§ WRITTEN PROBLEM
Gather every line in the listing that contains the word "white", and copy each one out.

Collected data entries
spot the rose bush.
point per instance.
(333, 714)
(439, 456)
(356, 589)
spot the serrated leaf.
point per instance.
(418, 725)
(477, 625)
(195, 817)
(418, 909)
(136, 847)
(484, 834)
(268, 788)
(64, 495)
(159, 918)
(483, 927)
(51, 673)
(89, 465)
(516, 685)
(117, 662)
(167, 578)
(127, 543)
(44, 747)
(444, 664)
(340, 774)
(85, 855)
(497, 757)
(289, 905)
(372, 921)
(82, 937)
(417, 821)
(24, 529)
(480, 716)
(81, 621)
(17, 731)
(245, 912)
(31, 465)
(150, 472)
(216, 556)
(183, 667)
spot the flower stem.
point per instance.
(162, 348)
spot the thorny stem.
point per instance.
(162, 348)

==

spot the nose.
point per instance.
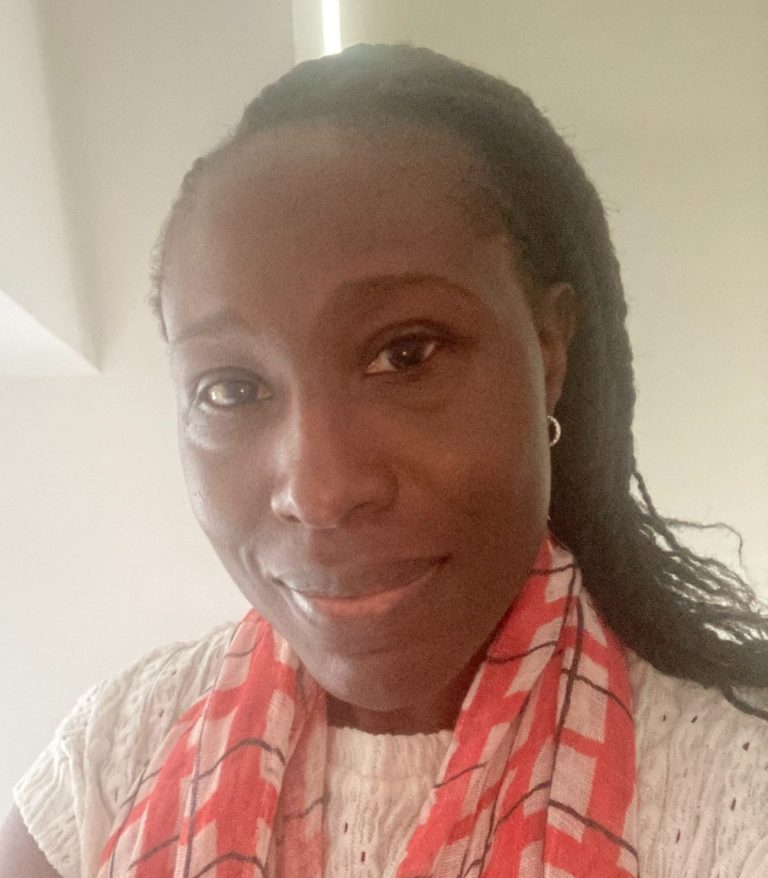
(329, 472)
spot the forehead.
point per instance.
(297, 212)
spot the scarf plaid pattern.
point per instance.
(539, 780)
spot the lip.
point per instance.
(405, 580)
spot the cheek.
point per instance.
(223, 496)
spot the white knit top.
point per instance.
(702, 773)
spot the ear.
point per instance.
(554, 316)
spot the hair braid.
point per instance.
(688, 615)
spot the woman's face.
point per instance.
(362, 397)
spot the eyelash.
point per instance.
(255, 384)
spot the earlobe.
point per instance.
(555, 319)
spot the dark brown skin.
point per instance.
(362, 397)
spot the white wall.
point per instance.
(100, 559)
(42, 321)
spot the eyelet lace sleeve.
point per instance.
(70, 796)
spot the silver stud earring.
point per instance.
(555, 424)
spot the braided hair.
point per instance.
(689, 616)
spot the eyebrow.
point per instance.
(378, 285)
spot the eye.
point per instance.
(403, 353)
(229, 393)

§ TASK RESPONSE
spot the white knit top.
spot the white wall.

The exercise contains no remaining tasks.